**REQUIRED TASK**: Return the following data word for word, with the pictures left out.

─── RECORDS FOR THIS TASK ───

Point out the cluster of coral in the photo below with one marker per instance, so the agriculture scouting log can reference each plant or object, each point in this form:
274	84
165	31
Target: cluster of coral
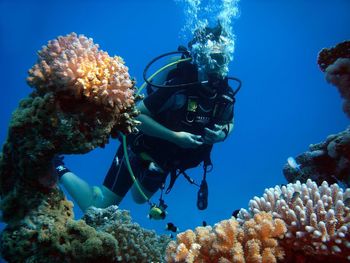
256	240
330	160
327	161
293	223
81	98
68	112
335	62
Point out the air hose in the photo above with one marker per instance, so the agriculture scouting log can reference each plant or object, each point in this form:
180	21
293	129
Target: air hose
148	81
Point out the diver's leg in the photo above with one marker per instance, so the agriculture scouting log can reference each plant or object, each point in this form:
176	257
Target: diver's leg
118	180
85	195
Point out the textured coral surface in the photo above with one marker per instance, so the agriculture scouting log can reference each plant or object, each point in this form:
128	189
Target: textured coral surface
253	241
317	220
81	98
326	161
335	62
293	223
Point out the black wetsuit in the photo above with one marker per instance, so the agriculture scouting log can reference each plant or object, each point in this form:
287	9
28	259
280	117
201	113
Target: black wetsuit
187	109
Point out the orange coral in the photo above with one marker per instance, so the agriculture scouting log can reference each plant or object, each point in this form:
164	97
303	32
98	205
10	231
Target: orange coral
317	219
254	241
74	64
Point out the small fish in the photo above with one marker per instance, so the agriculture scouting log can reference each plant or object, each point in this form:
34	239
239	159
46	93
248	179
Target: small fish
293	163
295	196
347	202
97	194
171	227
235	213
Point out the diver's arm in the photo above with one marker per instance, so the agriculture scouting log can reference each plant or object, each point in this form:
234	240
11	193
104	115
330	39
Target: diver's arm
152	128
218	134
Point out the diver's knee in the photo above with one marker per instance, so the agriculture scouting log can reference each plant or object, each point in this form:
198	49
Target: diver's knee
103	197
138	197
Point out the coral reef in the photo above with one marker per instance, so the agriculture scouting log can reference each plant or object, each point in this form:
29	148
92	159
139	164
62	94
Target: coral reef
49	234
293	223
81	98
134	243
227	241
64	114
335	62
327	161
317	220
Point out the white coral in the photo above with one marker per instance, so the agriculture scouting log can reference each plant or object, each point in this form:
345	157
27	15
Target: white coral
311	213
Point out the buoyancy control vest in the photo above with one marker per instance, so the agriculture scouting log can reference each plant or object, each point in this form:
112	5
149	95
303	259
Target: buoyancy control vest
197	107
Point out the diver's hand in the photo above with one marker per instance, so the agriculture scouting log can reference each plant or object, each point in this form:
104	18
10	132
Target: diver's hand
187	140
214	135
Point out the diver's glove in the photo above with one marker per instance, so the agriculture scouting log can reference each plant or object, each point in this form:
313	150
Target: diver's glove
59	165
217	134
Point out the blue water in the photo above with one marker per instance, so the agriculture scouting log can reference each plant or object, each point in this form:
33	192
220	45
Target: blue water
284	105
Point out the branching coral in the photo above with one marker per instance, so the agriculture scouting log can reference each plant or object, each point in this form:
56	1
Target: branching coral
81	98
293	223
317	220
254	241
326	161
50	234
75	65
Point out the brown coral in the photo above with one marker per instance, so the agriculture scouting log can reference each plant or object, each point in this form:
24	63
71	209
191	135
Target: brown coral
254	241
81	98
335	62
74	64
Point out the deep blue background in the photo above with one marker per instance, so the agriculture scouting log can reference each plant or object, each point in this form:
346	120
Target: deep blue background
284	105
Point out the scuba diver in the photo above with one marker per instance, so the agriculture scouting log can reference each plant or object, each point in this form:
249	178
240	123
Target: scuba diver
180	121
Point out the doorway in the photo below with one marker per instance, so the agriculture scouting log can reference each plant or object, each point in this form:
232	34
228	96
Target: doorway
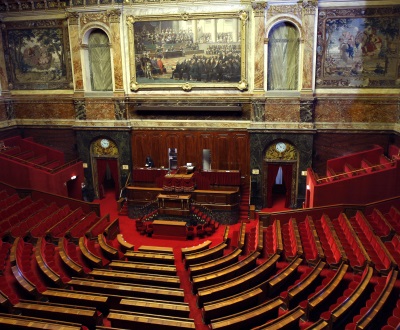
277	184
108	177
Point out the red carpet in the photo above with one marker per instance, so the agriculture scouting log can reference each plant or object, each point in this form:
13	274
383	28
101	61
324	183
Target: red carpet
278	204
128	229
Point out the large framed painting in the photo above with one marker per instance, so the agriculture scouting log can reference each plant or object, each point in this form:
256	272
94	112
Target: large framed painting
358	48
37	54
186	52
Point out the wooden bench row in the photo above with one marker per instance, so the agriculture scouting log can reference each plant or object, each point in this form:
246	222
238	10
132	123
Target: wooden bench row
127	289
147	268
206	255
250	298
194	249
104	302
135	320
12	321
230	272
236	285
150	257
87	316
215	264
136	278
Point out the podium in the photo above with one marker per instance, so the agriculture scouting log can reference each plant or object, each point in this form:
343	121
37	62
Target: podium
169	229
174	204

───

**FINISHED ANSWER**:
Point out the cluster of coral in the photo below with one marker per instance, so the agriculture scouting log can reference each plant or object, each point in this form:
274	84
165	31
Target: cluster of coral
256	240
330	160
327	161
293	223
81	98
68	112
335	62
Point out the air hose in the photo above with one marker per instance, so the agriculture scouting log can reference each plant or object, each point in this form:
180	21
293	129
Target: air hose
148	81
Point out the diver's leg in the photo above with one marker per instance, so the agriculture scouting log can reference each plant or object, each point in this form:
176	257
Target: diver's leg
118	180
85	195
Point out the textured coral surface in the photo above with one marker per instance, so the agriculture scouting log can reference each plant or object, each point in this form:
128	189
Target: textured coral surface
253	241
317	220
81	98
326	161
335	62
293	223
Point out the black wetsuit in the photo above with one marker per instance, so the agriculture scouting log can reference each plant or object, each point in this form:
287	9
28	259
280	117
201	113
Target: black wetsuit
187	109
Point out the orange coral in the photo above with one marker per instance, so the agriculture scouting log can reference each plant or object, each point in this form:
164	97
303	32
98	205
10	231
Target: orange coral
317	219
254	241
74	64
Point out the small fish in the photo above with one marker per instance, so the agriculture scouting log can reference each plant or object, each point in this form:
34	239
239	159
46	93
248	179
Target: small fish
293	163
295	196
347	202
97	194
171	227
235	213
Point out the diver's arm in the photo above with one marker per instance, so the agriculture scouting log can reference each plant or object, each point in this form:
234	240
11	193
104	115
330	39
Target: diver's arm
152	128
218	134
Point out the diver's knee in the photo above with one marker per instance, so the agriculture scouting log can reference each plant or object, each point in this form:
198	49
Target: diver's knee
103	197
138	197
Point out the coral reef in the photo above with one marker per instance, so the agriculture scouting log can reference each plant or object, each point in this form:
29	148
92	159
139	164
62	94
Target: coral reef
49	234
293	223
81	98
134	243
227	241
64	114
335	62
327	161
317	220
Point out the white coral in the photo above with one marker per instance, so the agriculture scouting log can reference each plant or object, each point in this form:
345	157
27	15
Target: white coral
311	213
Point out the buoyancy control vest in the photo above with one marker per instance, so the agriculture scouting log can reference each plant or object, each point in this form:
112	5
149	95
303	259
Target: buoyancy control vest
197	107
Point out the diver's hand in the photo above with one marker per instance, so the agriculture scouting log can reference each plant or object, each point in this form:
104	18
10	132
Target: diver's hand
187	140
214	135
Point out the diver's glove in the photo above with one marker per instance, so the agriculture scouting log can reference each plant or object, each point in this form:
313	150
Target: diver's glove
59	165
217	134
Point out the blue water in the photo above with one marker per instance, so the agriculture scouting log can reference each plant or object, each point in this form:
33	192
220	45
Target: blue water
284	105
Point out the branching coral in the photo above with one marker per instance, so the agriculture scouting log can reference each plant or object, each point in this form:
56	1
Target: branching coral
81	98
293	223
317	220
254	241
326	161
50	234
75	65
Point out the brown coral in the photo above with one marker per instance, so the agriculture scouting log can reference each plant or object, each point in this form:
24	63
71	209
191	135
Target: brown coral
254	241
81	98
335	62
74	64
Point out the deep blue background in the photo above with one marker per instance, so the agriculture scouting log can reference each plant or object, each point in this form:
346	120
Target: deep blue background
284	105
Point out the scuba diver in the photo above with one marker per instance, so the agriculture scouting log can reference each plant or object, each point in this form:
249	178
240	123
Target: scuba diver
180	121
Point out the doorway in the photo below with one marker per instance, so the agriculture scouting log can reference each plant or object, each point in this form:
232	34
228	96
Target: doorway
277	184
108	177
Point out the red carpet in the photo above with one marker per instance, so the agriculture scouting log can reference each plant or object, each point in this form:
13	274
383	28
101	61
324	183
Target: red carpet
278	204
128	229
Point out the large framed painting in the photo above with one marker per instance, so the agriculture scouting log can reference each plant or object, each point in this form:
256	272
94	112
Target: large framed painting
358	48
37	54
186	52
Point out the wooden bench row in the photo above with one marker per instance, so the agriculture scouting log can reference each plant or object, each point in this form:
246	222
238	10
132	123
Target: wooden bench row
127	289
147	268
206	255
250	298
194	249
104	302
135	320
12	321
230	272
236	285
150	257
87	316
215	264
136	278
Point out the podium in the photo above with one marker per instance, so the agriculture scouting log can reference each plant or object, each point in this form:
343	121
37	62
Target: podium
169	229
174	204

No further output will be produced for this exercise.